EXERCISE PROMPT: An exact repetition of the data below, without images, is the expected answer.

MATERIALS PROVIDED:
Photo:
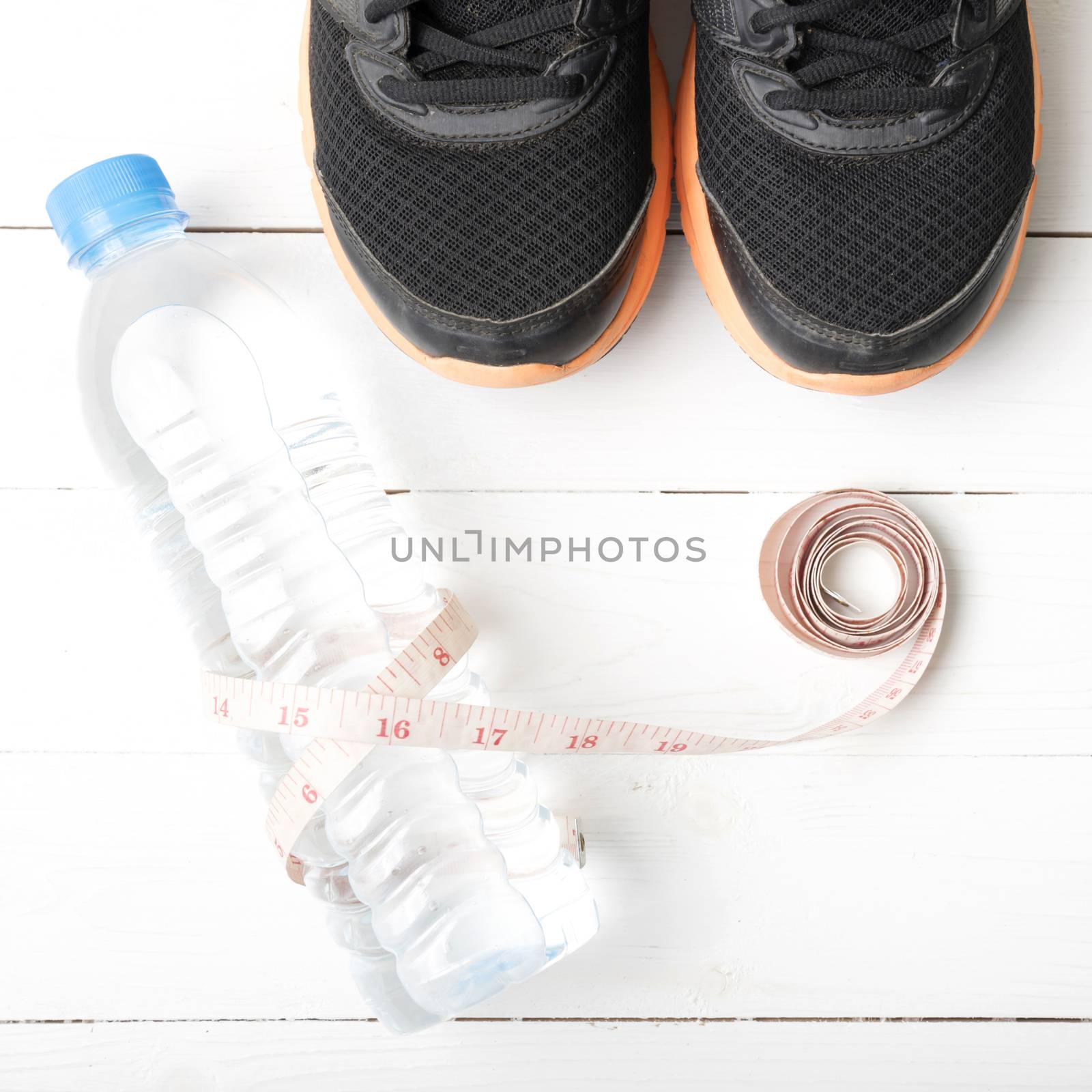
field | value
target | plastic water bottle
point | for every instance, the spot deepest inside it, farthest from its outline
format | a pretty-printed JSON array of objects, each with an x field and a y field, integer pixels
[
  {"x": 172, "y": 338},
  {"x": 176, "y": 326}
]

RESULT OF THIS EXERCISE:
Photo:
field | value
target | plastic water bottle
point | for every instance, the spot deepest inside it, farthest from its outline
format | a pretty-printed JSON array of objects, each with an x field and a y field, integer pixels
[
  {"x": 172, "y": 338},
  {"x": 176, "y": 326}
]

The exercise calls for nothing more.